Location annotation dataset excerpts:

::::

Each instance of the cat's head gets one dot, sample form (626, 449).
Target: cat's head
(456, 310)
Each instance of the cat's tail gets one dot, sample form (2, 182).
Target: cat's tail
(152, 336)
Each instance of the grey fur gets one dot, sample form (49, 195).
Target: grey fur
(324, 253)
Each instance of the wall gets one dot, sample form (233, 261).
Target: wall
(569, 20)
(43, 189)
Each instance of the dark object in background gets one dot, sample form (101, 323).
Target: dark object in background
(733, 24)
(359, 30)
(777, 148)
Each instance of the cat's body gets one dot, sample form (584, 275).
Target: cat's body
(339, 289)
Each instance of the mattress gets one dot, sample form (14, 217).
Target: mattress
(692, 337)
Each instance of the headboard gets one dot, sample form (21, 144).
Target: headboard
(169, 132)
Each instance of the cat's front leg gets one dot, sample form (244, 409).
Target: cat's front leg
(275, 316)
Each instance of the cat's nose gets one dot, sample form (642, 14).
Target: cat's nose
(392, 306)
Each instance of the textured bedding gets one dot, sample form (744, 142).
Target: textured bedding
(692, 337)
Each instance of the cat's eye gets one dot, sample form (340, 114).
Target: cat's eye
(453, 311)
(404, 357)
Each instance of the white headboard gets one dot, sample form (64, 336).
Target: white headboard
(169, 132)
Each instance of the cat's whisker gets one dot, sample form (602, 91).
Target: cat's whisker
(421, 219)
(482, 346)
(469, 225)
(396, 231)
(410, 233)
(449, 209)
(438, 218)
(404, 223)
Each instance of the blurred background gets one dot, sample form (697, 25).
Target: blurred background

::::

• **Stated exercise**
Pull out every line of the entries above and reproduce each one word for word, in the same order.

• **Response**
Each instance of the cat's head gets one dot, sample form (626, 449).
Target: cat's head
(456, 310)
Each instance of the cat's tail gets one dot, sample form (2, 182).
Target: cat's tail
(152, 336)
Each instance of the grey fur gets one dot, sample form (49, 195).
Target: grey fur
(324, 253)
Each instance of the wall gets one dot, sample form (233, 261).
Target: wall
(569, 20)
(43, 189)
Each instance of the dark object in background gets one dot, sample form (101, 323).
Target: dark object in background
(733, 24)
(359, 30)
(777, 148)
Each instance of the cat's body gets one dot, sample form (584, 275).
Target: cat's body
(339, 289)
Each instance of the mattress gets one dot, sample form (14, 217).
Target: mattress
(692, 337)
Each instance of the headboard gets one dot, sample form (21, 144).
Target: headboard
(169, 132)
Each instance of the cat's front leg gets one dot, sample form (244, 409).
Target: cat's front leg
(275, 316)
Each instance of the cat's nose gets one dot, sample form (642, 14).
Target: cat's nose
(392, 306)
Each instance of the textured bedding gets one dot, sample form (744, 142).
Target: textured bedding
(692, 337)
Each instance of the cat's eye gets one dot, sample form (340, 114).
Target: cat's eye
(453, 311)
(404, 357)
Each instance of the white headboard gets one dot, sample form (64, 336).
Target: white headboard
(169, 132)
Each instance of the cat's whisker gets one dot, sample form (602, 91).
Target: cat's whisker
(421, 219)
(482, 346)
(469, 225)
(396, 231)
(410, 233)
(449, 209)
(438, 218)
(404, 223)
Each instance of the blurred background gets one dot, sample form (697, 25).
Target: blurred background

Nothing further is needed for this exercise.